Stimmen diese drei Aussagen mit dem folgenden Text über das Neinsagen überein? Antworten Sie jeweils mit Ja oder Nein und zitieren Sie die entscheidenden Worte aus dem Text wörtlich.
1. Als wichtigsten Tipp nennt der Text, um Bedenkzeit zu bitten.
2. Laut Text ist der erste Impuls oft, Nein zu sagen.
3. Das Video dauert länger als drei Minuten.

+++ VORLIEGENDER TEXT

Wer sich nicht traut, auch mal Nein zu sagen, wird auf Dauer durch eine hohe Arbeitsbelastung überfordert werden. Wer aber Nein sagen kann, hat die Möglichkeit, sich selbst zu schützen, und betreibt Selbstfürsorge. Mit einem Nein eine Grenze setzen ist nicht immer leicht, aber Sie können es lernen. Wir haben für Sie wertvolle Tipps zusammengestellt.

(Die wichtigsten Informationen im Video – Länge: 2 Minuten 57 Sekunden)

1. Bedenkzeit einräumen

Der wichtigste Tipp ist: Bitten Sie um Bedenkzeit. Der erste Impuls ist oft Ja sagen. Wenn Sie direkt zusagen, bürden Sie sich eventuell eine Aufgabe auf, deren Ausmaß Sie gar nicht abschätzen können. Wenn Sie nicht sofort antworten, verschaffen Sie sich die Zeit, genauer über das Anliegen nachzudenken und die eigenen Ressourcen zu überprüfen. Teilen Sie dem Bittenden mit, dass Sie ihm zu einem späteren Zeitpunkt mitteilen werden, ob er mit Ihrer Unterstützung rechnen kann.

++++++
+++ DATEN

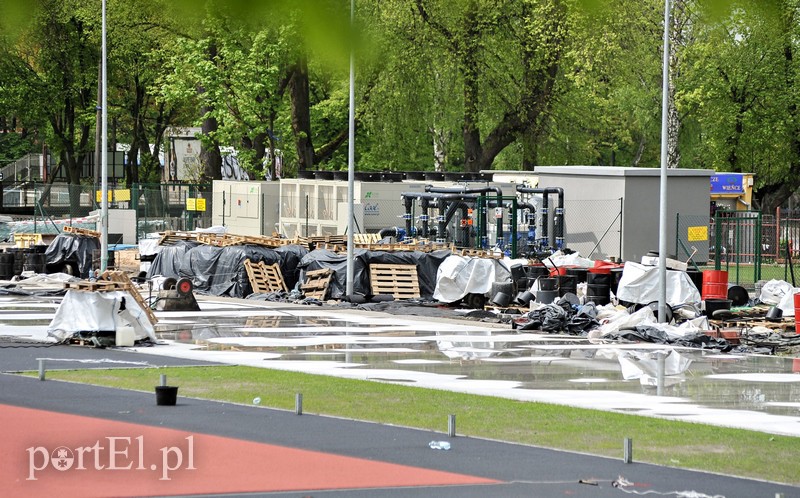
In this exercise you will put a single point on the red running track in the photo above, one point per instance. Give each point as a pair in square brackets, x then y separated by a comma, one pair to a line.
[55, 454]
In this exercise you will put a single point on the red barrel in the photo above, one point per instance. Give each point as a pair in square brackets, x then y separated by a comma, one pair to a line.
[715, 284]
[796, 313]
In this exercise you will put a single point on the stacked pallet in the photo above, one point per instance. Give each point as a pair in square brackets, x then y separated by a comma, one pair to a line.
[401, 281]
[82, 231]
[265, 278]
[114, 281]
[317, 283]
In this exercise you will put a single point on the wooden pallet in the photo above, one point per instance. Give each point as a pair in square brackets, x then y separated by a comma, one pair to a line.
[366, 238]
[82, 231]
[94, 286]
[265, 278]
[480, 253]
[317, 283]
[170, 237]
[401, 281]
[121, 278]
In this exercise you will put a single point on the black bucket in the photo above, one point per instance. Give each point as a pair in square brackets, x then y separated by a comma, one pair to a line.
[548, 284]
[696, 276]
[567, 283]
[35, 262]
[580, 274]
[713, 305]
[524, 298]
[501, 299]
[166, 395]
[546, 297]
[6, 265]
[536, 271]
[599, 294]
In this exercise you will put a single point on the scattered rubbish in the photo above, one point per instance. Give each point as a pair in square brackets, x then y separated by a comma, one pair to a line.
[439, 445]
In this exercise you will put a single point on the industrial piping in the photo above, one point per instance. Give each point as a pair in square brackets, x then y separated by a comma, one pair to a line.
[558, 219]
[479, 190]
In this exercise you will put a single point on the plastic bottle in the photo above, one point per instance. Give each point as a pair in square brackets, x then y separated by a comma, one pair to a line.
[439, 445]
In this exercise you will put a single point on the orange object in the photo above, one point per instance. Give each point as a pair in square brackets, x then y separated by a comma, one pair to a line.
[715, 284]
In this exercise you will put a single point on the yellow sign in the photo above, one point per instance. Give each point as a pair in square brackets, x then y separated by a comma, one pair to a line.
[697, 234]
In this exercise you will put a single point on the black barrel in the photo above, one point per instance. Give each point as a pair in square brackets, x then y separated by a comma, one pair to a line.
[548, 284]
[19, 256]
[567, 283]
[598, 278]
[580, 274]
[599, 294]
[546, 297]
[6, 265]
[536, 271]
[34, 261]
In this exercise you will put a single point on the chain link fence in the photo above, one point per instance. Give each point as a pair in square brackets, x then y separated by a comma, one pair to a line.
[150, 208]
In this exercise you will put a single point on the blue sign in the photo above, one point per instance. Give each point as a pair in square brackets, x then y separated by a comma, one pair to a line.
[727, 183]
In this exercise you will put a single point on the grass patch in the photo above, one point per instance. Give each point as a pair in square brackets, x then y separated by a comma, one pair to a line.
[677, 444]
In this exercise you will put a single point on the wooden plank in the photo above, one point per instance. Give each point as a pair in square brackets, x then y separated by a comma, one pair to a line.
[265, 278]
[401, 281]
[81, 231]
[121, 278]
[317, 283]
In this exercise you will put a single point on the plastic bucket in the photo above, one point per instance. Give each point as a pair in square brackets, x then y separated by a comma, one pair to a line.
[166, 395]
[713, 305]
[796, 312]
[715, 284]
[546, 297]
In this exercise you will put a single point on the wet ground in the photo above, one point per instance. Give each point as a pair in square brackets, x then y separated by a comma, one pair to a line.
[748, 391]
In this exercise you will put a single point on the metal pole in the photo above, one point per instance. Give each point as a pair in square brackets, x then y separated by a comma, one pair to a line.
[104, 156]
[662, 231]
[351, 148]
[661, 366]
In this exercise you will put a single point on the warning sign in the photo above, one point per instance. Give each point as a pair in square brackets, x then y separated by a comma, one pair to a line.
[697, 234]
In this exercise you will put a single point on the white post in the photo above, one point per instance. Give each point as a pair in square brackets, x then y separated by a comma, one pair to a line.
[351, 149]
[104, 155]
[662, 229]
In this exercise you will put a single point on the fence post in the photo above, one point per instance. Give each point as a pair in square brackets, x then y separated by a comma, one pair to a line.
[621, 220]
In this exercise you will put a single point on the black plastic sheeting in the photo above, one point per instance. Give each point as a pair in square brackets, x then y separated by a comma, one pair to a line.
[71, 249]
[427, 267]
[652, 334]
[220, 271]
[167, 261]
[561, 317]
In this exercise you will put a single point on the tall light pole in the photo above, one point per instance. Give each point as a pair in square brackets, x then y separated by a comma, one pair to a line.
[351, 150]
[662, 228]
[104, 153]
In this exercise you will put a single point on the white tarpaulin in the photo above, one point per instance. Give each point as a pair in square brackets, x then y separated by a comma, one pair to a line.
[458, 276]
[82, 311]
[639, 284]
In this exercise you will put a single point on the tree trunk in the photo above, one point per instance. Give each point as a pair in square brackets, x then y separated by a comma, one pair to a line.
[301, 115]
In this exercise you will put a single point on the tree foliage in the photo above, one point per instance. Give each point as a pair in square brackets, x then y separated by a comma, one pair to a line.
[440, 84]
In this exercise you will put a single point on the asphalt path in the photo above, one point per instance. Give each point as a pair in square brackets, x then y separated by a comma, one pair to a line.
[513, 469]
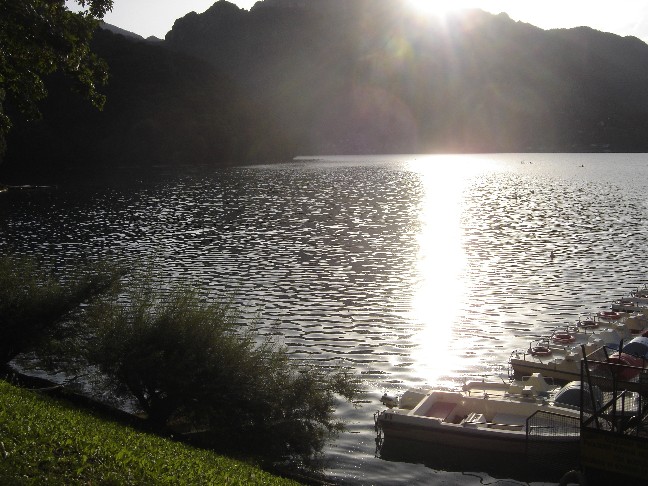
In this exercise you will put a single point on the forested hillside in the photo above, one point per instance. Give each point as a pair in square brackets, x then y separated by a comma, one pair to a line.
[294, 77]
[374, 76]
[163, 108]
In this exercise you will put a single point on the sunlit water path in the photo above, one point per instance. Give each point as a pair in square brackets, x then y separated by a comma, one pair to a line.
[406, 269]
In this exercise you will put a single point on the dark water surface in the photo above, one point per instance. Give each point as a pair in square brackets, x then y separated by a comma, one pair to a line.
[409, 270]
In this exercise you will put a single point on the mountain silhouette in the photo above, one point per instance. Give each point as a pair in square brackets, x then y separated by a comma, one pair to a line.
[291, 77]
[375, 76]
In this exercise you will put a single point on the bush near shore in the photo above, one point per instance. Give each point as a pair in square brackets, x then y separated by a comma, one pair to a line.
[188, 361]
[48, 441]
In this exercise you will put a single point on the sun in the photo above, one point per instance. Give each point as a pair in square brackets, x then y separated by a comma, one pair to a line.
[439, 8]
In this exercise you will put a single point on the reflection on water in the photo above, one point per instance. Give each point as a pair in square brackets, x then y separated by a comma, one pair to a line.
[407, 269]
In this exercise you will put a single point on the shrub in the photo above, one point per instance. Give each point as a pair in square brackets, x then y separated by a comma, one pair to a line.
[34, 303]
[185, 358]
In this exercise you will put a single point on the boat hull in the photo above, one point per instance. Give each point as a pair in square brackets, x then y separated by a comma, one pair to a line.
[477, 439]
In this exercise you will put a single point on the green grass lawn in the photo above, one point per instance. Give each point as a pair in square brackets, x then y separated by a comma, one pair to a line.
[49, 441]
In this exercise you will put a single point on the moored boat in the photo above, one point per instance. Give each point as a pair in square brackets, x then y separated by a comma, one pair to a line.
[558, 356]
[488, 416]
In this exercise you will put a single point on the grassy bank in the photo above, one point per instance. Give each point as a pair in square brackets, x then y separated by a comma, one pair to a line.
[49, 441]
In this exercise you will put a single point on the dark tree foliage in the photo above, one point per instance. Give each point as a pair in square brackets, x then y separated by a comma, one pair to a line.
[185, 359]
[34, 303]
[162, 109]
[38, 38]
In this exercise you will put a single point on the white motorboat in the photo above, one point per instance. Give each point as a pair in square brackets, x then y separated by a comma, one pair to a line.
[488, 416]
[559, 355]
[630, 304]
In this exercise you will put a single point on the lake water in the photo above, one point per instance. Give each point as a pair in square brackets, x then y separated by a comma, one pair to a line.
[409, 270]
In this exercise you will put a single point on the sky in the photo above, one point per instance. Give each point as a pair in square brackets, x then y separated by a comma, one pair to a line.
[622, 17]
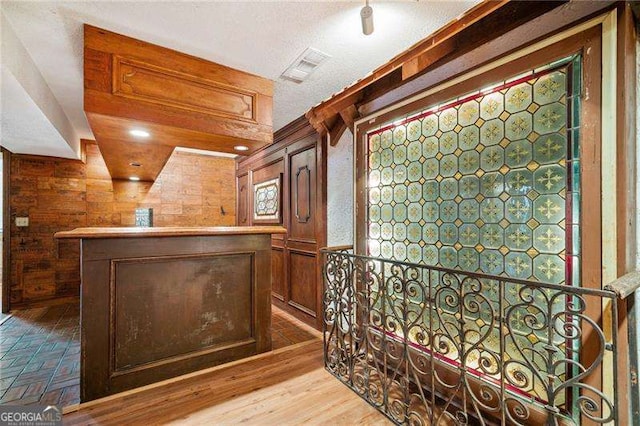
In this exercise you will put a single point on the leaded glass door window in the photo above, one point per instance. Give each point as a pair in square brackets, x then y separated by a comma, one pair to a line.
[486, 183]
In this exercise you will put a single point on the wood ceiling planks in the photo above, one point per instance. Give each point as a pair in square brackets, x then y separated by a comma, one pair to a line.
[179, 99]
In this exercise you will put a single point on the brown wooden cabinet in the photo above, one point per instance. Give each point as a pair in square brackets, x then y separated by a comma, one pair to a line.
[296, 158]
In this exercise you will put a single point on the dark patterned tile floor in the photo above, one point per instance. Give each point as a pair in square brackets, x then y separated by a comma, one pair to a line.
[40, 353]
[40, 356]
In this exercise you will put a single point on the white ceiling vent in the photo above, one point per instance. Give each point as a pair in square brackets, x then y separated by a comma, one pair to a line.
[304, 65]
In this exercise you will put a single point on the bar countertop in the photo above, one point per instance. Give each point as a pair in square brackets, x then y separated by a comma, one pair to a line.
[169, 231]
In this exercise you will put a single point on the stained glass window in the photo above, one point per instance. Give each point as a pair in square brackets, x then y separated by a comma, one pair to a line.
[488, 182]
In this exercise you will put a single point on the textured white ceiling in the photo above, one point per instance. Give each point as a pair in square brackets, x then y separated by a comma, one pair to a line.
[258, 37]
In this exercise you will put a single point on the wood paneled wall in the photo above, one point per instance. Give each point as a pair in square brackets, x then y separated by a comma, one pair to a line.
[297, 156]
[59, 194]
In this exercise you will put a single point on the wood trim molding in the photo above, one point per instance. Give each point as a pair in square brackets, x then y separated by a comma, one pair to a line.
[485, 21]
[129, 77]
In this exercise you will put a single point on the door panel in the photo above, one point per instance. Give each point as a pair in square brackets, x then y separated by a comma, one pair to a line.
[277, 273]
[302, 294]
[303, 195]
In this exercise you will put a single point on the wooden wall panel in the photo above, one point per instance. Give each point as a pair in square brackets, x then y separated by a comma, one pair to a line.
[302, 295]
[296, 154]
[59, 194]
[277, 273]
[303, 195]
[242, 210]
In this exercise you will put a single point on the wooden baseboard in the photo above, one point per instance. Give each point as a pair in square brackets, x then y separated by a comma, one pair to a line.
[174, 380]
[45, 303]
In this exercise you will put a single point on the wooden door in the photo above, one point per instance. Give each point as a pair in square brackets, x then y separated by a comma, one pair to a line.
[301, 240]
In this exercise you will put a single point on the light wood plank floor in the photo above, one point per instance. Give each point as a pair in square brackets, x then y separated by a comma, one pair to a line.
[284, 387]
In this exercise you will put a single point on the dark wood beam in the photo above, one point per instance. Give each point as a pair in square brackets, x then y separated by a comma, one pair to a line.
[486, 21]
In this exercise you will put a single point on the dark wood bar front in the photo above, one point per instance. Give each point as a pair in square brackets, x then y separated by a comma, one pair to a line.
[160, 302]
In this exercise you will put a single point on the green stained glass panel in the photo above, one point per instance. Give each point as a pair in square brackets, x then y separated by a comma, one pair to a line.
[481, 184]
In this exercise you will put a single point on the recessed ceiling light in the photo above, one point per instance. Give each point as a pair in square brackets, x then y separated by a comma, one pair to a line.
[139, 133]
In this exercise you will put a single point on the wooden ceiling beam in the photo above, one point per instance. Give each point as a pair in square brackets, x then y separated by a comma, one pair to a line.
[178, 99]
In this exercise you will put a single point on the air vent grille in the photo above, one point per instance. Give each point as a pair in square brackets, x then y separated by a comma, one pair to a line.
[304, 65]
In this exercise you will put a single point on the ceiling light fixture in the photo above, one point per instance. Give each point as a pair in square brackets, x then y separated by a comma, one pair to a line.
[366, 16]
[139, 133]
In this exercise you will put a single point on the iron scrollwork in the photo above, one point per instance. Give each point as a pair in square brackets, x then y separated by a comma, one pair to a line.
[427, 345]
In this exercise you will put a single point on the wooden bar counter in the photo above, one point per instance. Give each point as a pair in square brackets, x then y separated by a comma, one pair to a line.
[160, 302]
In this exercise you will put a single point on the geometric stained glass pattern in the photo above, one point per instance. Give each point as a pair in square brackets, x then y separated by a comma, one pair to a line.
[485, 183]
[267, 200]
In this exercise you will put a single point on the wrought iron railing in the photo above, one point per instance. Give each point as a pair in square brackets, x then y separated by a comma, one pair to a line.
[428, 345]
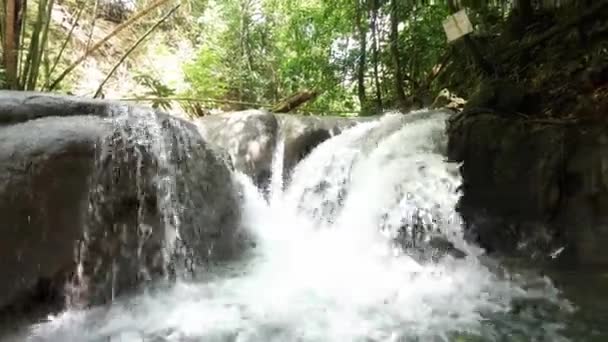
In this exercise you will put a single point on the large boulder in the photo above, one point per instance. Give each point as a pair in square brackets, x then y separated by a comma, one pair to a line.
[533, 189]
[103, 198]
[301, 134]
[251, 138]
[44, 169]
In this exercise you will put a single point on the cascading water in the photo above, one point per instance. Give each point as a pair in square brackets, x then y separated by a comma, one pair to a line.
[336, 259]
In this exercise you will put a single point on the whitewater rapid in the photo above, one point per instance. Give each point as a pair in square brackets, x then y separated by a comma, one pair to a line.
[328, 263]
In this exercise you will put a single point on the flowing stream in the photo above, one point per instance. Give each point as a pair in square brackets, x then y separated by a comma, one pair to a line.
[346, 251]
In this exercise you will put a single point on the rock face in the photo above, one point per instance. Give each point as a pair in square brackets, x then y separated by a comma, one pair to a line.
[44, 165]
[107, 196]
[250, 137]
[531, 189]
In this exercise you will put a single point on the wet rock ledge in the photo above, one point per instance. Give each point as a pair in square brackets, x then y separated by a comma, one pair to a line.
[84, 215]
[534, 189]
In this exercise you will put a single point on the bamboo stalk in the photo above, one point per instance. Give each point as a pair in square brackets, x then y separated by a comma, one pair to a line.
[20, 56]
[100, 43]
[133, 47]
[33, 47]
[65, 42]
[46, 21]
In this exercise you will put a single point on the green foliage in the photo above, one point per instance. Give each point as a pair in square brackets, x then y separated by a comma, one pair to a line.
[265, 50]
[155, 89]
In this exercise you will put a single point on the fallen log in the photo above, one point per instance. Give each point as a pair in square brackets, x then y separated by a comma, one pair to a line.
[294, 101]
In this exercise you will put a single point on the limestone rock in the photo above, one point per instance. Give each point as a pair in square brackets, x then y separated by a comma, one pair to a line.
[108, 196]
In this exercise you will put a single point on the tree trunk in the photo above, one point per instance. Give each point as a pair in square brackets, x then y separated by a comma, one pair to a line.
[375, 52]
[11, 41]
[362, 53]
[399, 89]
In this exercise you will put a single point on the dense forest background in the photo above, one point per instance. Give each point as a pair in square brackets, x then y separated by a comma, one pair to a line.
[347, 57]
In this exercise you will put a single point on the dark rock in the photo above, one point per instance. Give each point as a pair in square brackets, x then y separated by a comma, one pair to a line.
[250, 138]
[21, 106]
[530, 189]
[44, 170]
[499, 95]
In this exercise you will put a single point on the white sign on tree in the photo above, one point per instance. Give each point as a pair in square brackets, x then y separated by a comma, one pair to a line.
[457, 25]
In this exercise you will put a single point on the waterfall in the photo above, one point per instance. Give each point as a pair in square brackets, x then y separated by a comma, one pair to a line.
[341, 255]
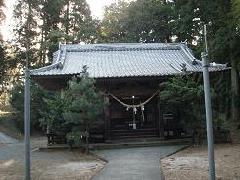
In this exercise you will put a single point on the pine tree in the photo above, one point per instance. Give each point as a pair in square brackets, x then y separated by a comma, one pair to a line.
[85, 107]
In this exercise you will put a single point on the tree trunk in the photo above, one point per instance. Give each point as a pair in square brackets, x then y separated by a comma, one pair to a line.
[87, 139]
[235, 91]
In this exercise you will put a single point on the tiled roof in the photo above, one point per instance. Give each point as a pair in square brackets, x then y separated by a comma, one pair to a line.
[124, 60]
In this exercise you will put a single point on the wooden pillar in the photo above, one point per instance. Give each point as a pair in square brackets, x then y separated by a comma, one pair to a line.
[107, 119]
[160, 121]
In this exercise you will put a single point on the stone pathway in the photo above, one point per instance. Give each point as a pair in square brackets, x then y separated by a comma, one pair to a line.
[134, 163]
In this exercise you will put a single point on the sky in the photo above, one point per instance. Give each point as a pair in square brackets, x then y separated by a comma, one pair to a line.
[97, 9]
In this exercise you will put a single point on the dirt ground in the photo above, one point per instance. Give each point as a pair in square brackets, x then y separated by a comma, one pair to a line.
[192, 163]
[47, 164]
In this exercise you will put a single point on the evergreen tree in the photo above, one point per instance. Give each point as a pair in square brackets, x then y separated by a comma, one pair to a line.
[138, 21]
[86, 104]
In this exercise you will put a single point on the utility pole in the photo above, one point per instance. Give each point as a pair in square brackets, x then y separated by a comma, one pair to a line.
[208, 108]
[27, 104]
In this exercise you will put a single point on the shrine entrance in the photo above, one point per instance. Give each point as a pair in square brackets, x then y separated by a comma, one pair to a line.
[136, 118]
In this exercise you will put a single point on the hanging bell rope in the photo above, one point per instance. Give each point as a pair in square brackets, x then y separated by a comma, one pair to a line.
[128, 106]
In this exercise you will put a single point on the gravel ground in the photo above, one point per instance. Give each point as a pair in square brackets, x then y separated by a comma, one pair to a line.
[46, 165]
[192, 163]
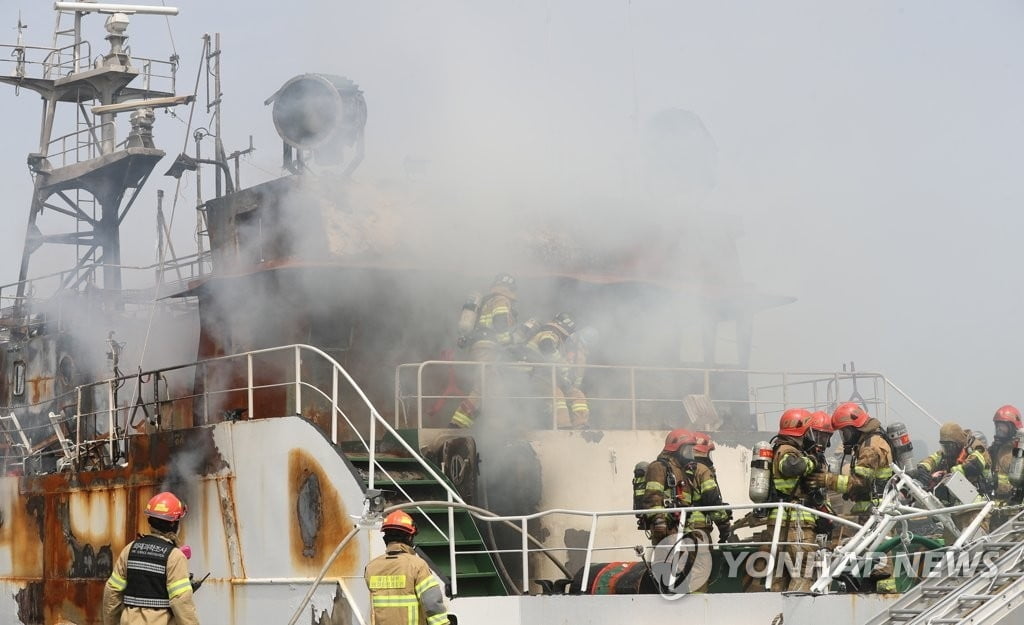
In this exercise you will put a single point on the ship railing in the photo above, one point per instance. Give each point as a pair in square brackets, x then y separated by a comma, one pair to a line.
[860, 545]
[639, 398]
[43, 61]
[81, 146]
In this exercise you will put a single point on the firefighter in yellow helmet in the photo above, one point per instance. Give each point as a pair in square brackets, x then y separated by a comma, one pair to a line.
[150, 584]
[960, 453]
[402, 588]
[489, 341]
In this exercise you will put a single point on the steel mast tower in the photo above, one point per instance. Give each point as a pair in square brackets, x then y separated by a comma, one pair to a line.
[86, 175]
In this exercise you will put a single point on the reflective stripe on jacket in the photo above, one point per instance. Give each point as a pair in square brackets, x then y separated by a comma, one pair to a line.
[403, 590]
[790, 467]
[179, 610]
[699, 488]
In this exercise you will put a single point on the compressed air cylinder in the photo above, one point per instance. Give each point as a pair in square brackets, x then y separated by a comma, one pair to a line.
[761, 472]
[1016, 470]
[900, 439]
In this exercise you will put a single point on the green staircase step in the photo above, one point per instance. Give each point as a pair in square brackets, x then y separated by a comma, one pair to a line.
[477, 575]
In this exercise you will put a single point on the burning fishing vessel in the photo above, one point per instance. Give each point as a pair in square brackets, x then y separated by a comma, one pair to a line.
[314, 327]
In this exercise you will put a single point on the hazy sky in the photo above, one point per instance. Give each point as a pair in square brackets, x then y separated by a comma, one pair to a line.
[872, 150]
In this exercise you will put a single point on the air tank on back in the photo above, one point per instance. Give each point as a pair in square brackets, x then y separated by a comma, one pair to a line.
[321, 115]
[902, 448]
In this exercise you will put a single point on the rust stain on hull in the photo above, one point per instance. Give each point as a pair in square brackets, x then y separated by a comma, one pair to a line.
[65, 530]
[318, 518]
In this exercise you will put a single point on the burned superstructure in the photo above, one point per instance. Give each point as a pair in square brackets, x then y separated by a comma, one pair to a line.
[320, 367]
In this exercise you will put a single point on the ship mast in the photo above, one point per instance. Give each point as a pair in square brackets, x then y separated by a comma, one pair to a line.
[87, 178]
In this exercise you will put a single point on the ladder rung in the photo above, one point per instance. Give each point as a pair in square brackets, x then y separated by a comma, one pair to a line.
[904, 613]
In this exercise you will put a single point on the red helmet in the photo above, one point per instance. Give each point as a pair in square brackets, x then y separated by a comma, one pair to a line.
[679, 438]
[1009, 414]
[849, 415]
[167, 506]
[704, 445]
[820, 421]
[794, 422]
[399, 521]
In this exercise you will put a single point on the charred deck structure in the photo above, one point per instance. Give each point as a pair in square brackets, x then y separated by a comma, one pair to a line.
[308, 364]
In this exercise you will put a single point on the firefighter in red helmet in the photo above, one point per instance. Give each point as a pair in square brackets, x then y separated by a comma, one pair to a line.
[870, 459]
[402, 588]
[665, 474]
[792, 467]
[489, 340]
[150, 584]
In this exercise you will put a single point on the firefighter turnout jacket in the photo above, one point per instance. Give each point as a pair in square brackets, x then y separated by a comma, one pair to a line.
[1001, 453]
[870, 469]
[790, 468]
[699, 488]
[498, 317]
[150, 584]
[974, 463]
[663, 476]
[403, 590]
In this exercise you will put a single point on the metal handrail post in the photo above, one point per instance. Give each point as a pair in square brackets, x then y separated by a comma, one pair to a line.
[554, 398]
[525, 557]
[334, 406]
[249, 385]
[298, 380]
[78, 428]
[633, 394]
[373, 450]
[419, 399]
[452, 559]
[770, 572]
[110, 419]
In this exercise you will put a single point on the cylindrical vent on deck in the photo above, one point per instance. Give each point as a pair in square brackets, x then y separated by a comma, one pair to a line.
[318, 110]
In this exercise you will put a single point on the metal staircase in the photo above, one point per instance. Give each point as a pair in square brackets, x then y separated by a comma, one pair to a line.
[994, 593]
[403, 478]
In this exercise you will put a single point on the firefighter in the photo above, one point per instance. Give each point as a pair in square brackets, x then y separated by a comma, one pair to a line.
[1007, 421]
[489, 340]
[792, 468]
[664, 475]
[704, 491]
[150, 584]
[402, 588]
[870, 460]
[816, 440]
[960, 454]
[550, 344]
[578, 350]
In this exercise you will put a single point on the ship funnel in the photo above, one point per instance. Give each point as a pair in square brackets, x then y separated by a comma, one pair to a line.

++++++

§ **LÖSUNG**:
1. Ja – „Der wichtigste Tipp ist: Bitten Sie um Bedenkzeit.“
2. Nein – „Der erste Impuls ist oft Ja sagen.“
3. Nein – „Länge: 2 Minuten 57 Sekunden“